> **Work instructions**
What is needed here is an exact transcription of the entries that follow.

Stored dataset items
▶

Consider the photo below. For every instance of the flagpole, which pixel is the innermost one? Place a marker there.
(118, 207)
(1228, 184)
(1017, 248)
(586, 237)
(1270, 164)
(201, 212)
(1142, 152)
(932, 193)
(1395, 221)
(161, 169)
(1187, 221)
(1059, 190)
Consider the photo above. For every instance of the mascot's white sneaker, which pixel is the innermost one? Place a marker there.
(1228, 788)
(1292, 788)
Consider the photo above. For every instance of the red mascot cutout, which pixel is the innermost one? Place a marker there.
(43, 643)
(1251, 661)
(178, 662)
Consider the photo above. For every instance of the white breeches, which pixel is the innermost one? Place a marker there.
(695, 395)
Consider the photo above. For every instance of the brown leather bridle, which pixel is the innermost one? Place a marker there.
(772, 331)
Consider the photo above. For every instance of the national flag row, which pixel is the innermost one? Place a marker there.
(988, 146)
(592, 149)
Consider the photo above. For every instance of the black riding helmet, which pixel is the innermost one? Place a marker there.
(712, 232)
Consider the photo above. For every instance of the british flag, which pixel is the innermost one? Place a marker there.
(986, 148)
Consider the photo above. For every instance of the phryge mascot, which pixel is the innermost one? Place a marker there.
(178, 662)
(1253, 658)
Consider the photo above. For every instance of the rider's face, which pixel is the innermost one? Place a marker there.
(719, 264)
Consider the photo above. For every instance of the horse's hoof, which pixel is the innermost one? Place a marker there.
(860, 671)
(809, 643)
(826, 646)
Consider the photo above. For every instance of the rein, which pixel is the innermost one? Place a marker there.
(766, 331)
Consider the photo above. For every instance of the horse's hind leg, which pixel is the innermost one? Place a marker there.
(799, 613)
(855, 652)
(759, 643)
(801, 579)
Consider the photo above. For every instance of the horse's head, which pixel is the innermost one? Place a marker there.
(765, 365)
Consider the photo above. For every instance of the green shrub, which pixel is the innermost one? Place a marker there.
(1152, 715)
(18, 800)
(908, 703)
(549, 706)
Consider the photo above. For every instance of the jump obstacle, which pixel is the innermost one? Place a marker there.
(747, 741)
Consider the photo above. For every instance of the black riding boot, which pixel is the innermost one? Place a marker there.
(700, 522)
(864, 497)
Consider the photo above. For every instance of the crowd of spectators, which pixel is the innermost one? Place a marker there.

◀

> **Solved problem**
Consider the photo below. For every instance of the flagpole, which pixel is the innermost one? Place a marker there.
(118, 207)
(1228, 184)
(1017, 248)
(586, 237)
(1270, 164)
(201, 212)
(1142, 152)
(932, 193)
(1395, 221)
(161, 169)
(1187, 221)
(1059, 190)
Consider the photo above. For every instance of the mascot's white sneaker, which pixel is the innermost one? Place a marker there.
(1228, 788)
(1292, 788)
Consider the photo above. For every instance of the red mascot cutout, which pixel is the innermost one? Place a marker there.
(43, 643)
(1251, 661)
(178, 662)
Consider the photo above. For every instance of the white breeches, which pixel is the innermost one? Place a marker there.
(695, 395)
Consider the photo above. For every instance of the brown leather bridle, which pixel is the innermost one? Place a marker there.
(772, 331)
Consider the photo above. For every instance of the national flag row, which pixel is the innermost one? Place a marker there.
(988, 146)
(592, 149)
Consider the photo above. For every instance of the black riding helmet, which pixel is the innermost one? Place a marker there.
(712, 232)
Consider the photo above. For every instance of the british flag, which pixel is the innermost one? Place a marker there.
(986, 148)
Consider the photo above. For every instance of the phryge mascot, which pixel is the innermost one? Place a marker there.
(178, 662)
(1253, 658)
Consider the photo above. For every instance of the rider's face, which pixel is the innermost one? Place a marker there.
(719, 264)
Consider the photo above. For every instance of the horse's hoof, which pixel is the innermost one? Place a marker there.
(860, 671)
(809, 643)
(826, 646)
Consider the photo above. For every instance of the rein, which pixel is the innermost one? Place a marker there.
(766, 331)
Consider the photo above. For every instance of the horse's hind leg, which pixel is the innermost one? Place a marker there.
(799, 613)
(855, 652)
(759, 643)
(801, 579)
Consider the photo above. For every instance of the horse's head, which pixel is the innermost one? Place a marker there.
(765, 365)
Consider the photo above. For every instance of the green shrub, which pixel is the innermost one? Place a marker there.
(1152, 715)
(18, 800)
(908, 703)
(549, 706)
Consider the photo above. For every instance of the jump obstacle, which pixel is the innermost one? Place a marker there.
(747, 741)
Consider the photo above. For every instance of the black riding boot, which pixel is the innermost one? Place a marker there.
(700, 522)
(864, 497)
Consider the photo above. For every instance of the crowd of spectators, which pixel is the innermost one? Place a marker there.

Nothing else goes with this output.